→ **DATA SHOWN**:
================

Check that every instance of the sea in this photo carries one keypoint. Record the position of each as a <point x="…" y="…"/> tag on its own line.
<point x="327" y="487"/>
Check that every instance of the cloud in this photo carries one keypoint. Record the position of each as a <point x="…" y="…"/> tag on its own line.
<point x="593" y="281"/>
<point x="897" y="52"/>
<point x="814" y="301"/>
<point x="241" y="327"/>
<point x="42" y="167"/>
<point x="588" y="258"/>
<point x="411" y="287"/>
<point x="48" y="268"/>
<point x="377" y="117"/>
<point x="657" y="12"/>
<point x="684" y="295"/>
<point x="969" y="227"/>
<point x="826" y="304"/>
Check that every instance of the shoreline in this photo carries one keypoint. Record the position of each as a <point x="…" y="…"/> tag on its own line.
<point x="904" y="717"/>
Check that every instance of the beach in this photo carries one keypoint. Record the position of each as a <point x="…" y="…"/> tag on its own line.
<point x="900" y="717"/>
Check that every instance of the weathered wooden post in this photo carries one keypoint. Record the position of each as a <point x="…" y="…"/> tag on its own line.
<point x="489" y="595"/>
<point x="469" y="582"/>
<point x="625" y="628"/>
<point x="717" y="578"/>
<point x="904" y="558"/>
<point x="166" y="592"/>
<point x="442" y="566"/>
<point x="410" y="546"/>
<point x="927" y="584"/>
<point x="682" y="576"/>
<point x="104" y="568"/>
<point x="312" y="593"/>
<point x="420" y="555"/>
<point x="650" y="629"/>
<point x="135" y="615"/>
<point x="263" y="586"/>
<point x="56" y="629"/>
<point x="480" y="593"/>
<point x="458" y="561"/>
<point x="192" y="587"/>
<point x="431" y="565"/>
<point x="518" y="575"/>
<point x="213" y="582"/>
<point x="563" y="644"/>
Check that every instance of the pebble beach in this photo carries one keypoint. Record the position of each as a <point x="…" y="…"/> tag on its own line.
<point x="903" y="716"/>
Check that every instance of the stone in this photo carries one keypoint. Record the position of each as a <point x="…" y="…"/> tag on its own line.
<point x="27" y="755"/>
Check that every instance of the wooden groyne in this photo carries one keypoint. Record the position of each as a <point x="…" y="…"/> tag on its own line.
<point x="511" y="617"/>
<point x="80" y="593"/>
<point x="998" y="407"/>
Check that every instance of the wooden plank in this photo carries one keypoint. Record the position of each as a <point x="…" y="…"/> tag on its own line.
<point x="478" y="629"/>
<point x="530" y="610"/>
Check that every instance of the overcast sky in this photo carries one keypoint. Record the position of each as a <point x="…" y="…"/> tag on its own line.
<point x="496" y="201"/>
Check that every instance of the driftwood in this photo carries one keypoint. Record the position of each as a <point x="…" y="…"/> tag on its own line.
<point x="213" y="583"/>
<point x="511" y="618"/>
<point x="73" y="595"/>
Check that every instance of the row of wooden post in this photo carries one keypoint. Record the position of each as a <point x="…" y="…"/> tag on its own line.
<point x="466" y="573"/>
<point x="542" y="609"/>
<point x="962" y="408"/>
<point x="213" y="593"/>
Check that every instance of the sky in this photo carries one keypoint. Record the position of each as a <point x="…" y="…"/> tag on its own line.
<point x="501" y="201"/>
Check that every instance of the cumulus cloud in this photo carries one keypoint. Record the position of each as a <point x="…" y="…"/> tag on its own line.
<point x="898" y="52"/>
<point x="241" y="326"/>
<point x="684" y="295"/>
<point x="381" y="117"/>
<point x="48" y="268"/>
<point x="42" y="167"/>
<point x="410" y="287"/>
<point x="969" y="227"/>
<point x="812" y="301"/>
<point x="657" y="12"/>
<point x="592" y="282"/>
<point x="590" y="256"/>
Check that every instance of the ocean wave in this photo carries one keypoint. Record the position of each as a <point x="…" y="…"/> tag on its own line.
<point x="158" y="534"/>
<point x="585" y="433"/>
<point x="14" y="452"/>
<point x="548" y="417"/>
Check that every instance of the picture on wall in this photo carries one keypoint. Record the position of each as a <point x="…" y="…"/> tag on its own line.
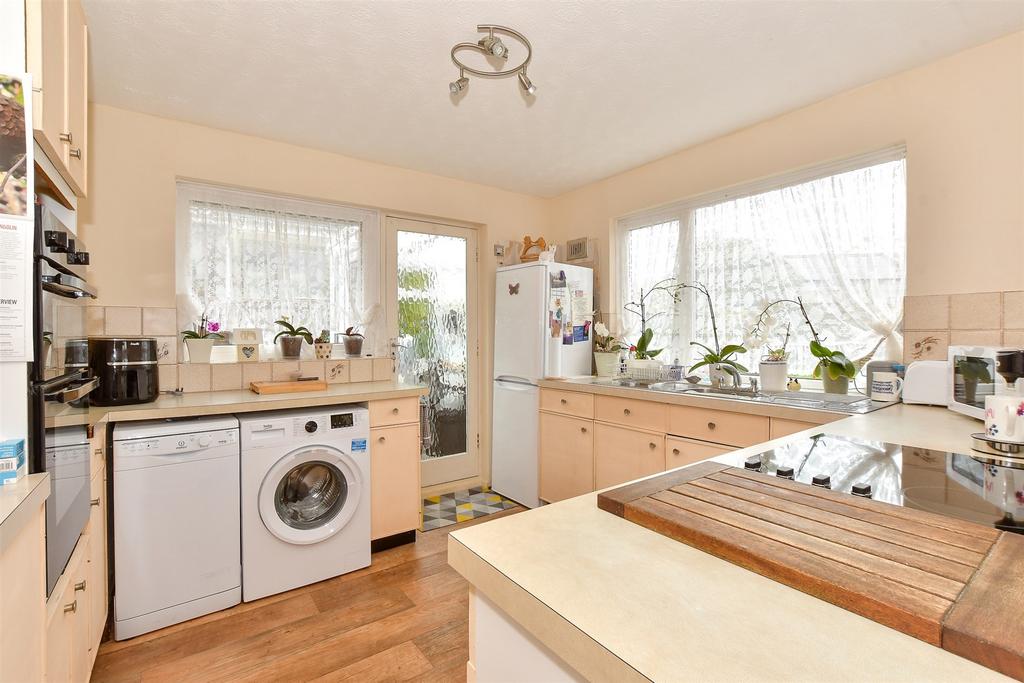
<point x="15" y="145"/>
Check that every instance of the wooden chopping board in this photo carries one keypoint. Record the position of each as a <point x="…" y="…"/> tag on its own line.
<point x="954" y="584"/>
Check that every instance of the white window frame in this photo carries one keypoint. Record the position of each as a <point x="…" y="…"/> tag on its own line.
<point x="371" y="238"/>
<point x="682" y="211"/>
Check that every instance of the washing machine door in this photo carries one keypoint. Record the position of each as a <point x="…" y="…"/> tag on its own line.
<point x="310" y="494"/>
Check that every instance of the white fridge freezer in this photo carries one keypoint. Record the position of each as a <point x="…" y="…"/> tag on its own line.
<point x="525" y="352"/>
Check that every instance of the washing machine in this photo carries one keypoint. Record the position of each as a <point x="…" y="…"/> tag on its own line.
<point x="305" y="497"/>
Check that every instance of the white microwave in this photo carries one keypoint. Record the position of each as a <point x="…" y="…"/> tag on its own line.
<point x="974" y="377"/>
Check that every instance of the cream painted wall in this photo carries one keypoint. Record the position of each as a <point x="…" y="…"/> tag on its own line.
<point x="128" y="219"/>
<point x="963" y="121"/>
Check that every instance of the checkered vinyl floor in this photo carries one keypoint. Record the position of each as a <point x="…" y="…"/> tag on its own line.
<point x="461" y="506"/>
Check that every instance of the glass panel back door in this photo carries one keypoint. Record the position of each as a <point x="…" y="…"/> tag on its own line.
<point x="432" y="283"/>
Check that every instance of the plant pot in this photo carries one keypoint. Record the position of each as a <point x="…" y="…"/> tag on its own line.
<point x="839" y="385"/>
<point x="199" y="349"/>
<point x="773" y="375"/>
<point x="720" y="377"/>
<point x="606" y="363"/>
<point x="353" y="344"/>
<point x="291" y="347"/>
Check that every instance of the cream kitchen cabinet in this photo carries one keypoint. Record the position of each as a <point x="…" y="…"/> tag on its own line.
<point x="566" y="457"/>
<point x="394" y="473"/>
<point x="622" y="455"/>
<point x="56" y="41"/>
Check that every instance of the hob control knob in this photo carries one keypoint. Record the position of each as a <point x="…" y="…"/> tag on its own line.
<point x="862" y="489"/>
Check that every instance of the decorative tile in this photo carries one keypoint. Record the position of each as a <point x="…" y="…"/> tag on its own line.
<point x="256" y="372"/>
<point x="1013" y="310"/>
<point x="462" y="506"/>
<point x="382" y="369"/>
<point x="976" y="337"/>
<point x="194" y="377"/>
<point x="925" y="345"/>
<point x="976" y="311"/>
<point x="285" y="370"/>
<point x="225" y="377"/>
<point x="1013" y="338"/>
<point x="126" y="321"/>
<point x="168" y="378"/>
<point x="167" y="350"/>
<point x="360" y="370"/>
<point x="160" y="322"/>
<point x="94" y="321"/>
<point x="337" y="372"/>
<point x="926" y="312"/>
<point x="311" y="369"/>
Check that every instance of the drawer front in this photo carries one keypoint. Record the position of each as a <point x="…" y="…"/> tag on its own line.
<point x="632" y="413"/>
<point x="623" y="455"/>
<point x="718" y="426"/>
<point x="680" y="452"/>
<point x="576" y="403"/>
<point x="783" y="427"/>
<point x="394" y="412"/>
<point x="566" y="457"/>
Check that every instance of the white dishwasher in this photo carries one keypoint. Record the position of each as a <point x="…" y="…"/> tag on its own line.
<point x="176" y="522"/>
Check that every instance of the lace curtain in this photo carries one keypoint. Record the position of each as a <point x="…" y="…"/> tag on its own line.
<point x="248" y="266"/>
<point x="838" y="242"/>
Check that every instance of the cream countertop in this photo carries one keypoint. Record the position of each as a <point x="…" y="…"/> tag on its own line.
<point x="591" y="385"/>
<point x="620" y="602"/>
<point x="225" y="402"/>
<point x="18" y="503"/>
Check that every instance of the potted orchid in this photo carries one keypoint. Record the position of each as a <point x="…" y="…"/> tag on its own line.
<point x="606" y="351"/>
<point x="200" y="340"/>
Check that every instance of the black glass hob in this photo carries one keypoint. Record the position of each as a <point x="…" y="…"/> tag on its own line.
<point x="962" y="485"/>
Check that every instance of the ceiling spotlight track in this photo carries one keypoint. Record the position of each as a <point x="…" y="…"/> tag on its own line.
<point x="492" y="45"/>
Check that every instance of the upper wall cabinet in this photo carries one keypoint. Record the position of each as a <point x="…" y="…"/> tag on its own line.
<point x="57" y="45"/>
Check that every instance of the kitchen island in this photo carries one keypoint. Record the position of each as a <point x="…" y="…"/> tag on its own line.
<point x="578" y="593"/>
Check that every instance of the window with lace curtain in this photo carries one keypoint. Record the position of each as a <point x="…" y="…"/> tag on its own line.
<point x="246" y="259"/>
<point x="834" y="236"/>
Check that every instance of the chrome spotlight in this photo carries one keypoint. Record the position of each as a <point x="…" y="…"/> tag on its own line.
<point x="526" y="84"/>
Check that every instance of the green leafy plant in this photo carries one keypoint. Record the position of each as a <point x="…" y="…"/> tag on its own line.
<point x="641" y="350"/>
<point x="835" y="364"/>
<point x="205" y="329"/>
<point x="292" y="331"/>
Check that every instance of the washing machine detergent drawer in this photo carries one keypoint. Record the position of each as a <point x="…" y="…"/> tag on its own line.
<point x="176" y="534"/>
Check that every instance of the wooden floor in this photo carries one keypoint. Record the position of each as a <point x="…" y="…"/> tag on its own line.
<point x="406" y="617"/>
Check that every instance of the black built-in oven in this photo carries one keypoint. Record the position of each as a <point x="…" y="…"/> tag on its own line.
<point x="59" y="384"/>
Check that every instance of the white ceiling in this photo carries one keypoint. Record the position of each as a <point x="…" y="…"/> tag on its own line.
<point x="620" y="83"/>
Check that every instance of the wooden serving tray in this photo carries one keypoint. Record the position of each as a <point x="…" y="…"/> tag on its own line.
<point x="954" y="584"/>
<point x="287" y="387"/>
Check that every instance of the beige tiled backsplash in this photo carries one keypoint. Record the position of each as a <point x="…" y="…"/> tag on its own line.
<point x="932" y="323"/>
<point x="162" y="324"/>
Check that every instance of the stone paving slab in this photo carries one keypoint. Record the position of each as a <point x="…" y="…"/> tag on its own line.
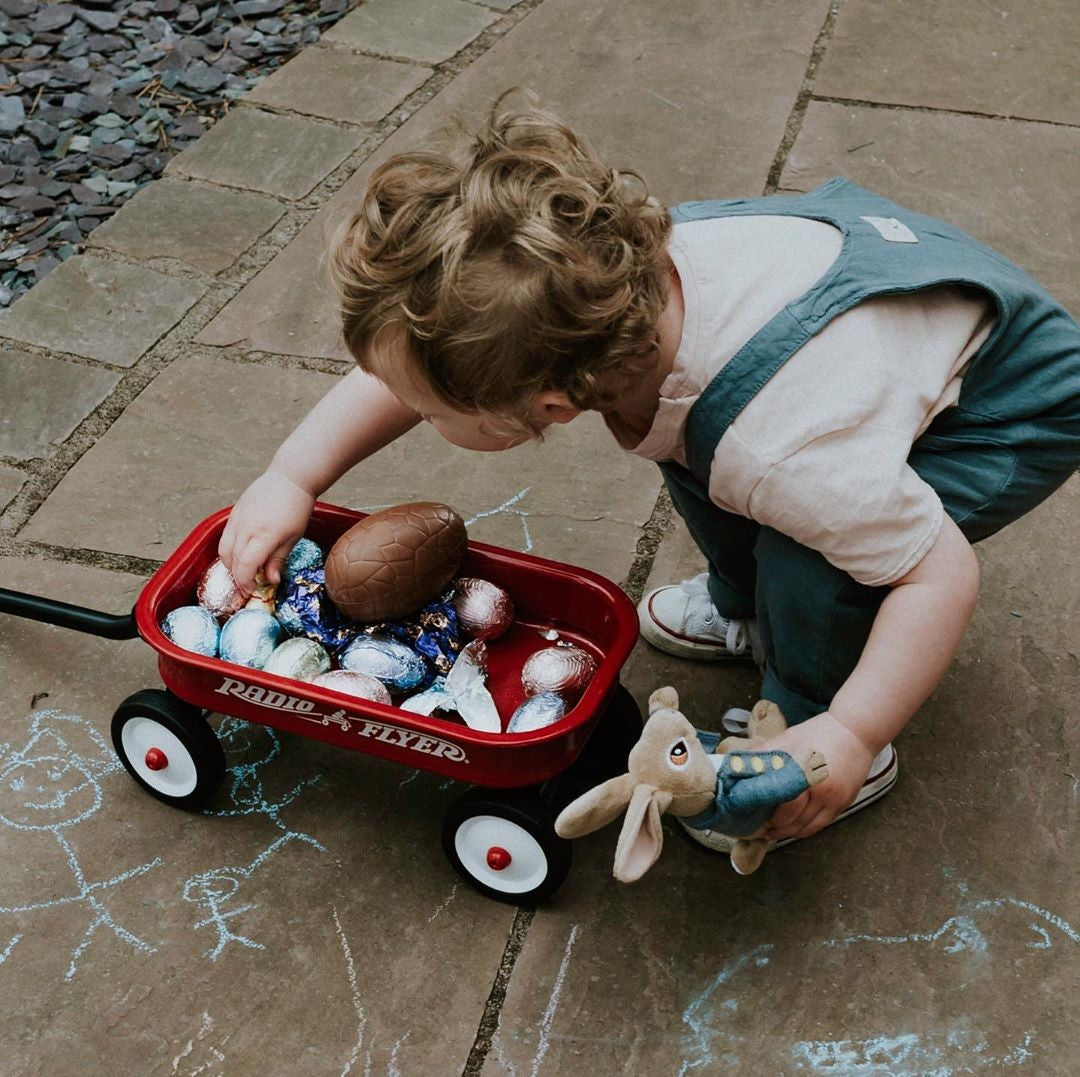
<point x="937" y="930"/>
<point x="44" y="400"/>
<point x="969" y="55"/>
<point x="691" y="133"/>
<point x="307" y="923"/>
<point x="191" y="442"/>
<point x="205" y="227"/>
<point x="424" y="30"/>
<point x="261" y="151"/>
<point x="338" y="85"/>
<point x="11" y="483"/>
<point x="952" y="166"/>
<point x="104" y="310"/>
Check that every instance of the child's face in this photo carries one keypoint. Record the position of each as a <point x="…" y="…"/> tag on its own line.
<point x="466" y="429"/>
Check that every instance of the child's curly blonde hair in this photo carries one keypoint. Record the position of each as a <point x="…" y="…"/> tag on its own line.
<point x="516" y="261"/>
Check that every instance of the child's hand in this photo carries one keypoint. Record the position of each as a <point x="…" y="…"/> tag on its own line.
<point x="262" y="527"/>
<point x="849" y="763"/>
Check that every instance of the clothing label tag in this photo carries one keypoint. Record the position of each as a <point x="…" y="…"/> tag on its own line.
<point x="893" y="230"/>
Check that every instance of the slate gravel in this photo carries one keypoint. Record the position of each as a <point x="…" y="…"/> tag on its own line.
<point x="98" y="95"/>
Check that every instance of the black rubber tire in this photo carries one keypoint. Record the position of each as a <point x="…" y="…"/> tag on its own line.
<point x="190" y="728"/>
<point x="522" y="808"/>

================

Give back the line containing "Check that every instance of the black rubber" and all the lines after it through the end of the records, unchanged.

→ **RESPONSE BOX**:
Check that every instance of the black rubber tire in this photo carries one keypoint. Record the position of each as a <point x="…" y="…"/> tag on its own line.
<point x="190" y="728"/>
<point x="522" y="808"/>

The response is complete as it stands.